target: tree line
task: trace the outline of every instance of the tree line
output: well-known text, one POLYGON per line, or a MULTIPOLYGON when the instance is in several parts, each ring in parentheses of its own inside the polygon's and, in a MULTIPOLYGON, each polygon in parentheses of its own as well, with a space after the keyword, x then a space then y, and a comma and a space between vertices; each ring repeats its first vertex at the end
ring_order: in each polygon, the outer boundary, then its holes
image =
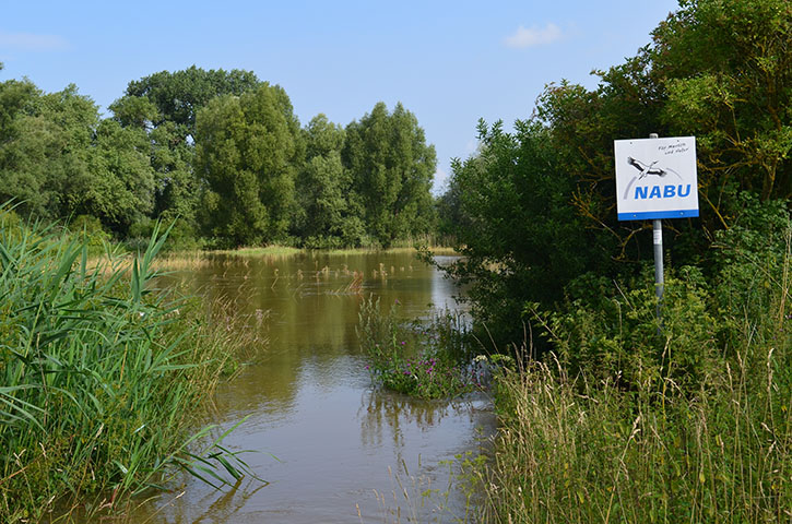
POLYGON ((481 121, 478 154, 452 163, 438 203, 478 323, 519 342, 530 311, 598 305, 647 271, 651 222, 617 221, 617 139, 696 136, 700 217, 664 221, 672 272, 714 282, 735 227, 777 238, 792 196, 791 44, 785 0, 683 1, 636 56, 594 71, 595 88, 548 84, 511 132, 481 121))
POLYGON ((181 246, 388 247, 435 223, 435 150, 401 104, 302 127, 282 87, 193 66, 130 82, 109 110, 74 85, 0 83, 0 202, 117 239, 178 218, 181 246))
============================================================
• _OPDRACHT_: Werk de records bij vanaf het begin tot en met de regel met "POLYGON ((481 121, 478". Vervang daarin "tree line" door "forest edge", laat al het overige ongewijzigd en neem de afbeeldingen niet op in uw antwoord.

• _ANTWOORD_:
target: forest edge
task: trace the outline of every instance of the forest edge
output: well-known text, one POLYGON per line, or a MULTIPOLYGON when the instance is in several parts, each ring in parentheses of its own inside the polygon's and, in a MULTIPOLYGON, each polygon in parentheses of its own as well, with a space after the keyword, x then a space then y, and a comma and a space between vertices; each ring repeats its first vertex at the end
ring_order: in each polygon, the outer boundary, then its holes
image =
POLYGON ((481 121, 478 154, 452 163, 438 203, 478 323, 519 342, 530 311, 598 305, 647 271, 651 222, 617 221, 617 139, 696 136, 700 217, 664 221, 672 272, 714 282, 735 227, 777 238, 792 196, 791 44, 785 0, 683 1, 636 56, 594 71, 595 88, 548 84, 511 132, 481 121))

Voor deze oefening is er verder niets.